──────── Texto do documento

Não têm shoppings de maridos ou mulheres. Nem de crianças. Gente não pode ser mercadoria. Não existem pessoas perfeitas, já prontas. Graças a Deus, somos pessoas reais, com qualidades e defeitos, sempre em construção, que se encontram, escolhem-se e amam-se. Assim nascem as nossas famílias. Assim continua a aventura da vida humana. Quem está disposto a fadigar para aprender com a vida, descobre a beleza do encontro e sente a falta do amado ou da amada, aceita o desafio da correção própria e dos outros, feita de pequenos passos, de egoísmo e generosidade, de palavras e silêncios, de descobertas e frustrações, de muita espera e paciência. Todas as nossas famílias são escolas de vida. Os bons exemplos e os acertos ensinam, mas aprendemos, talvez até mais, com os erros e as lágrimas. Aprendemos a caminhar caindo. Remendo também ajuda, torna-nos mais humildes e capazes de perdoar-nos uns aos outros.

No domingo da Sagrada Família, somos convidados a olhar para aquela família singular de Maria, José e o menino Jesus. Os chamados “evangelhos da infância”, os primeiros capítulos de Mateus e Lucas, antecipam de forma simbólica e proféticas os acontecimentos que virão na vida de Jesus. Perseguição e coragem, angústia e fé, incompreensão e obediência, recusa e acolhida, alternam-se, como na vida de todo ser humano. A sombra da cruz ilumina de longe os acontecimentos. Maria, a mãe, “conservava no coração todas essas coisas” (Lc 2,51). Talvez seja isso que está faltando às nossas famílias: aprender com o próprio caminho, sem perder o foco na meta da comunhão e do amor. Precisamos acreditar mais que Deus Pai, na sua bondade, vai nos moldando aos poucos, para que todos, em qualquer idade, cresçamos “em sabedoria…e graça diante de Deus e dos homens” (Lc 2,52). Nenhuma família começa perfeita. É algo que se aprende a construir como qualquer outra realidade humana. Não tem o último lançamento de marido, ou mulher, melhor que o anterior. Não serve trocar, precisa aceitar as correções e mudar juntos. Não tem um filho ou uma filha ideal. Tem pais aprendendo a ser pais e crianças e jovens aprendendo a ser filhos. Ninguém de nós é mercadoria com defeito para ser devolvida. Somos todos aprendizes da fraternidade e da partilha; descobrimos as diferenças dos outros e aprendemos a amá-los como eles são. Em qualquer andar do shopping da vida, têm pessoas capazes de amar e ser amadas. Não há outro segredo para sermos melhores, só aquele que Deus Pai escolheu: o amor.

Podem pegar o meu quarto

Guido tinha 13 anos e frequentava a quinta série. Tinha sido reprovado duas vezes. Era um menino grande e meio desajeitado, entendia as coisas com dificuldade, mas era benquisto pelos colegas. Ajudava em tudo, sempre disponível e sorridente. Era o protetor natural dos meninos menores. A apresentação natalina das crianças era o evento mais importante da Comunidade da qual a família de Guido participava. Ele teria gostado de ser o pastor que tocava a flauta, mas a catequista lhe deu uma parte mais exigente: ser o dono da hospedaria, porque ia dizer poucas palavras e o seu porte físico daria mais força à recusa de acolher Maria e José. Na noite da apresentação, o pequeno salão comunitário estava cheio de pais e parentes. No palco aconteceria a encenação. Chegou o momento no qual José bateu palmas para que o dono do albergue abrisse. Foi a vez de Guido pergunt ar:
– O que vocês querem?

────────────────
──────── Registros fornecidos

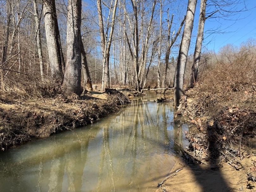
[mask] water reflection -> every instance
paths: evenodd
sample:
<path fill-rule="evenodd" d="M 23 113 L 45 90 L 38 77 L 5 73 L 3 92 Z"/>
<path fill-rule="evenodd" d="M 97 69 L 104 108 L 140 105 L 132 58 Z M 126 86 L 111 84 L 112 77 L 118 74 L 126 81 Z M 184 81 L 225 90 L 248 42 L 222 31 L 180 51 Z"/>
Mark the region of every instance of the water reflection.
<path fill-rule="evenodd" d="M 148 93 L 93 125 L 0 155 L 1 191 L 150 191 L 175 162 L 170 104 Z M 179 134 L 177 133 L 179 130 Z"/>

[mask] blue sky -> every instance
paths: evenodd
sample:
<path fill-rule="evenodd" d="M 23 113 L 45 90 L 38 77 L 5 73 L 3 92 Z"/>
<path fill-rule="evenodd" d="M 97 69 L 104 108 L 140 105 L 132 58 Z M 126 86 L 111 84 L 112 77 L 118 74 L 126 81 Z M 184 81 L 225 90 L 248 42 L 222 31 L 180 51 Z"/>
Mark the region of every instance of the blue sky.
<path fill-rule="evenodd" d="M 195 30 L 193 31 L 195 35 L 197 32 L 197 25 L 195 23 L 198 22 L 200 6 L 200 1 L 198 1 L 196 10 L 197 14 L 196 13 L 194 25 L 194 29 Z M 204 36 L 206 38 L 204 42 L 205 47 L 208 50 L 214 50 L 217 52 L 220 48 L 227 44 L 239 46 L 249 38 L 256 38 L 256 8 L 255 8 L 256 0 L 247 0 L 246 3 L 248 10 L 238 13 L 235 16 L 228 18 L 230 19 L 238 18 L 237 21 L 225 20 L 223 18 L 206 20 Z M 237 8 L 241 9 L 242 6 L 242 5 L 239 5 Z M 223 29 L 221 32 L 225 33 L 214 34 L 206 38 L 209 35 L 207 33 L 207 31 L 218 26 L 220 26 Z M 194 40 L 195 41 L 195 39 Z M 193 44 L 192 43 L 192 45 Z"/>

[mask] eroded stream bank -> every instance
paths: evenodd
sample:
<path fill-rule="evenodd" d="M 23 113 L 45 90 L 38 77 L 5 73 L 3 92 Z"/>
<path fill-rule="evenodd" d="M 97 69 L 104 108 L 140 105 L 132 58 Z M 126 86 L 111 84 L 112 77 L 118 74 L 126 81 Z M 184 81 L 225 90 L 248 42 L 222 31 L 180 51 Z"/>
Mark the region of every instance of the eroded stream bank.
<path fill-rule="evenodd" d="M 0 154 L 3 191 L 148 191 L 170 173 L 186 125 L 154 92 L 85 128 Z"/>

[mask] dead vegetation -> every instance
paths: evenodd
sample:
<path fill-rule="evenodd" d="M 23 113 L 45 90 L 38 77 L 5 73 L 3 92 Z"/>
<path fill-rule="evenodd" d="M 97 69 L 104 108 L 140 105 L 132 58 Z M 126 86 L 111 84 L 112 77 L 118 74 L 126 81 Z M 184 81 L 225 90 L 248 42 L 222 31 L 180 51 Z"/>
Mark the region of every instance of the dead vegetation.
<path fill-rule="evenodd" d="M 254 55 L 243 54 L 229 63 L 219 61 L 207 66 L 181 105 L 182 115 L 192 124 L 186 136 L 192 158 L 227 162 L 246 170 L 248 179 L 253 180 L 250 168 L 256 143 L 255 61 Z"/>

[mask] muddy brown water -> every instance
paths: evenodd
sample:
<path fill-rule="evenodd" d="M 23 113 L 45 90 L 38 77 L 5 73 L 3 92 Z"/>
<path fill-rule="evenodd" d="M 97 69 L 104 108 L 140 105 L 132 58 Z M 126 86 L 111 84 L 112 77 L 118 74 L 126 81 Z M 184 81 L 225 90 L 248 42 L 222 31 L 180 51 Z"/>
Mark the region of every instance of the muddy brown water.
<path fill-rule="evenodd" d="M 188 127 L 172 123 L 170 103 L 154 102 L 161 95 L 146 93 L 93 125 L 0 153 L 0 191 L 155 190 Z"/>

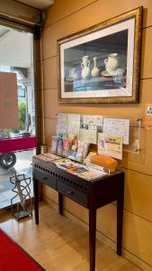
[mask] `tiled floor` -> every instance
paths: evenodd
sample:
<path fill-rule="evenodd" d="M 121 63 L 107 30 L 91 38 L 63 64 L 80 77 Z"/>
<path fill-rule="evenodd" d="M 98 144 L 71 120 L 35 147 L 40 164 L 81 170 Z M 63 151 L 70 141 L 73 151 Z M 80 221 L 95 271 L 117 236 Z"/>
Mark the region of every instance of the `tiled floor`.
<path fill-rule="evenodd" d="M 9 207 L 11 205 L 11 199 L 15 195 L 12 189 L 13 184 L 10 182 L 10 177 L 14 175 L 14 171 L 17 174 L 26 174 L 29 177 L 32 177 L 31 160 L 34 151 L 23 151 L 16 153 L 17 162 L 13 168 L 4 170 L 0 167 L 0 209 Z M 31 196 L 33 195 L 32 191 L 32 180 L 30 185 Z M 15 202 L 19 201 L 17 197 Z"/>

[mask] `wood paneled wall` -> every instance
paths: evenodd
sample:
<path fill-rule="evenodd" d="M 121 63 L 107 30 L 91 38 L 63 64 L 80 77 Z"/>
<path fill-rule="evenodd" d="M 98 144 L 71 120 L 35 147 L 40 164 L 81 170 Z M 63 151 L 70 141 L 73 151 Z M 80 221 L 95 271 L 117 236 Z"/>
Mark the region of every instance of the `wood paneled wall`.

────────────────

• [Tarefa]
Liste todos os pares de palavras que, segundo o texto do documento, "alternam-se, como na vida de todo ser humano".

• [Exercício resolvido]
- Perseguição e coragem
- Angústia e fé
- Incompreensão e obediência
- Recusa e acolhida